:: Text extract ::

START

(DEPRECATED) Apache Flink User Mailing List archive.

Dedup all data in stream

Classic

List

Threaded

4 messages Options

Akshay Shinde

Dedup all data in stream

Hi Community

In our Flink job, in source we are creating our own stream to process n number of objects per 2 minutes. And in process function for each object from generated source stream we are doing some operation which we expect to get finished in 2 minutes.

Every 2 minutes we are generating same ’N’ objects in stream which process function will process. But in some cases process function is taking longer time around 10 minutes. In this case stream will have 5 number of sets for ’N’ objects as process function is waiting for 10 minutes as source is adding ’N’ objects in stream at every 2 minutes. Problem is we don’t want to process these objects 5 times, we want it to process only once for the latest ’N’ objects.

This lag can be more or less from process function which results in lag from source to process function in job execution.

Thanks in advance !!!

Kostas Kloudas-5

Re: Dedup all data in stream

Hi Akshay,

Could you be more specific on what you are trying to achieve with this scheme?

I am asking because if your source is too fast and you want it to slow
it down so that it produces data at the same rate as your process
function can consume them, then Flink's backpressure will eventually
do this.

If you want your process function to discard incoming elements (and
not queue them) if it is in the process of processing another element,
then this implies a multithreaded process function and I would look
maybe towards the AsyncIO [1] pattern with the AsyncFunction somehow
setting a flag as busy while processing and as false when it is done
and ready to process the next element.

Also, in order to help, I would need more information about the stream
being keyed or non-keyed and the parallelism of the source compared to
that of the process function.

I hope this helps,
Kostas

[1] https://ci.apache.org/projects/flink/flink-docs-stable/dev/stream/operators/asyncio.html

On Wed, Feb 12, 2020 at 3:34 AM Akshay Shinde <[hidden email]> wrote:

>
> Hi Community
>
> In our Flink job, in source we are creating our own stream to process n number of objects per 2 minutes. And in process function for each object from generated source stream we are doing some operation which we expect to get finished in 2 minutes.
>
> Every 2 minutes we are generating same ’N’ objects in stream which process function will process. But in some cases process function is taking longer time around 10 minutes. In this case stream will have 5 number of sets for ’N’ objects as process function is waiting for 10 minutes as source is adding ’N’ objects in stream at every 2 minutes. Problem is we don’t want to process these objects 5 times, we want it to process only once for the latest ’N’ objects.
>
> This lag can be more or less from process function which results in lag from source to process function in job execution.
>
>
> Thanks in advance !!!

END

:: Problems ::
A. In the Flink deduplication thread, rewrite the paragraph beginning "Every 2 minutes we are generating" more concisely, keeping its main facts.
B. Continue the Flink deduplication thread from the point where it ends.

:: Material supplied ::
START

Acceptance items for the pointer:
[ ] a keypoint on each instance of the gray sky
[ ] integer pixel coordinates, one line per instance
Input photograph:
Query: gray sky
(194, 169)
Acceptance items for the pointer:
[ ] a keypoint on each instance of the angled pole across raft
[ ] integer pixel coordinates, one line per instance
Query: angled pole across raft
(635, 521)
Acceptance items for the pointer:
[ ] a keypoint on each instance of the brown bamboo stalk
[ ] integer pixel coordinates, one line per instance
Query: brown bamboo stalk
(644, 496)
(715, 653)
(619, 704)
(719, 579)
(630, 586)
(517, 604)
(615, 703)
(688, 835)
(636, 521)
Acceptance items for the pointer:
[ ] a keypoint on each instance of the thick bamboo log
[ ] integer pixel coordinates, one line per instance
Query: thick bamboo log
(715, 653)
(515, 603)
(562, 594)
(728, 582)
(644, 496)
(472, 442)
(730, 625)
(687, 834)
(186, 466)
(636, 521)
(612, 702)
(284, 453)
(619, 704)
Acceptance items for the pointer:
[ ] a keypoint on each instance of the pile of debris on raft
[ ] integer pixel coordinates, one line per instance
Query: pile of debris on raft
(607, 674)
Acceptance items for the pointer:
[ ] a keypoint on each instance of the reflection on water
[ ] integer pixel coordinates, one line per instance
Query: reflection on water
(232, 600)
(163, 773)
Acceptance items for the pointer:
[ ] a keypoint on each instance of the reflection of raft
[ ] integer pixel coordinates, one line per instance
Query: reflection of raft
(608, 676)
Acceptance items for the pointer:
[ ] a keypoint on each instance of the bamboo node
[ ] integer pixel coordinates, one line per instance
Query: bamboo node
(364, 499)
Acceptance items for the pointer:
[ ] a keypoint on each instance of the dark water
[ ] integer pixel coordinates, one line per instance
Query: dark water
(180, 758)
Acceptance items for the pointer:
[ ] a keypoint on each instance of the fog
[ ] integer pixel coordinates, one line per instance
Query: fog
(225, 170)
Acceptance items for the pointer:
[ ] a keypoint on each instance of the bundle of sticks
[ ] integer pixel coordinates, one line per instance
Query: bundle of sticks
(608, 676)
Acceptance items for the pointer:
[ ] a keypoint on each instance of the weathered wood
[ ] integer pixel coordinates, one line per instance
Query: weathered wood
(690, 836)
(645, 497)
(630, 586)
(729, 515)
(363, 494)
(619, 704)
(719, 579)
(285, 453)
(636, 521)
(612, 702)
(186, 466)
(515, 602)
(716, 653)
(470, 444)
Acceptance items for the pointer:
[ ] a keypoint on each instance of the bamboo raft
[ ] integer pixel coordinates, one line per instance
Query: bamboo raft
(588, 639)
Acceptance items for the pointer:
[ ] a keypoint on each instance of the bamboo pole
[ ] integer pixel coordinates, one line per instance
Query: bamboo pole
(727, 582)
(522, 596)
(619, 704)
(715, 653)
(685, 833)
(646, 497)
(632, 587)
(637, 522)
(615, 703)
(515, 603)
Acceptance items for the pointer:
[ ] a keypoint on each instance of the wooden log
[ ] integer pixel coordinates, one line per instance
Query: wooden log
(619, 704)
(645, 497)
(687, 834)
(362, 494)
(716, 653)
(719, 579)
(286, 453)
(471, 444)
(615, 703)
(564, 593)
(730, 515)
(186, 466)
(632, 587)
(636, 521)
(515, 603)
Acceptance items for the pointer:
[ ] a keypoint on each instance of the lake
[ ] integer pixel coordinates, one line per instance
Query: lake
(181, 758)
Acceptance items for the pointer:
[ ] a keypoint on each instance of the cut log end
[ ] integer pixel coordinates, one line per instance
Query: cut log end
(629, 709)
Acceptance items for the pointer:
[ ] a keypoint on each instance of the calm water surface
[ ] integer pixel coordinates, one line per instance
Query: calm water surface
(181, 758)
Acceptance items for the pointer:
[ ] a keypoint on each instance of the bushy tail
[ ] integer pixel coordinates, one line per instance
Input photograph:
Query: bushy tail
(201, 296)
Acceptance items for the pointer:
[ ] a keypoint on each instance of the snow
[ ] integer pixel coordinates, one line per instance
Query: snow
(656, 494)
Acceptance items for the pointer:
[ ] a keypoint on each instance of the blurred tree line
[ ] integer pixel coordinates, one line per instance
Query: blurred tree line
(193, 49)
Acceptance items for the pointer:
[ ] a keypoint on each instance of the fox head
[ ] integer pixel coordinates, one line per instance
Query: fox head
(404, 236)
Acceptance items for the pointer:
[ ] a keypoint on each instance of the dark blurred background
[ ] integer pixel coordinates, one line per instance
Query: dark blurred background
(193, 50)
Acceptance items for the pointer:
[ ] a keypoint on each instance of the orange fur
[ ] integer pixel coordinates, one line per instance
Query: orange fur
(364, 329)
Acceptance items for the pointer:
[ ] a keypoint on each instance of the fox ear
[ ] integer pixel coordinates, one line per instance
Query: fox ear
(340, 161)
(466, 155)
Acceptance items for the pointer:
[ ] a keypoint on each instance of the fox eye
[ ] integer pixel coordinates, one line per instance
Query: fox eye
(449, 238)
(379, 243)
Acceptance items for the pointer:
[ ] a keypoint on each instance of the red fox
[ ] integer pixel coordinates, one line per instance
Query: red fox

END

:: Task-by-task answers ::
A. The source adds the same N objects to the stream every 2 minutes for the process function. Processing sometimes takes about 10 minutes, so five sets of the N objects pile up in the stream. The goal is to process them only once, for the latest N objects, rather than five times.

B.
Akshay Shinde

Re: Dedup all data in stream

Hi Kostas

We are doing scans on 1000s of resources which we want to do it at some interval which is currently 2 mins. Scanning is the same operation we want to perform at every 2 minutes to check if everything is ok or not. Sometimes this scan operation takes lot of time which results in lag and in stream (which we produce from source function) we are getting multiple sets of data for same 1000s of resources. At this time we are okay if perform scan operation only once for all the set that are present currently in stream.

Parallelism for source function is 1 and for Process function its currently 2.

Thanks for the response.

—
Akshay

> On Feb 12, 2020, at 2:07 AM, Kostas Kloudas <[hidden email]> wrote:
>
> Hi Akshay,
>
> Could you be more specific on what you are trying to achieve with this scheme?
>
> I am asking because if your source is too fast and you want it to slow
> it down so that it produces data at the same rate as your process
> function can consume them, then Flink's backpressure will eventually
> do this.
>
> If you want your process function to discard incoming elements (and
> not queue them) if it is in the process of processing another element,
> then this implies a multithreaded process function and I would look
> maybe towards the AsyncIO [1] pattern with the AsyncFunction somehow
> setting a flag as busy while processing and as false when it is done
> and ready to process the next element.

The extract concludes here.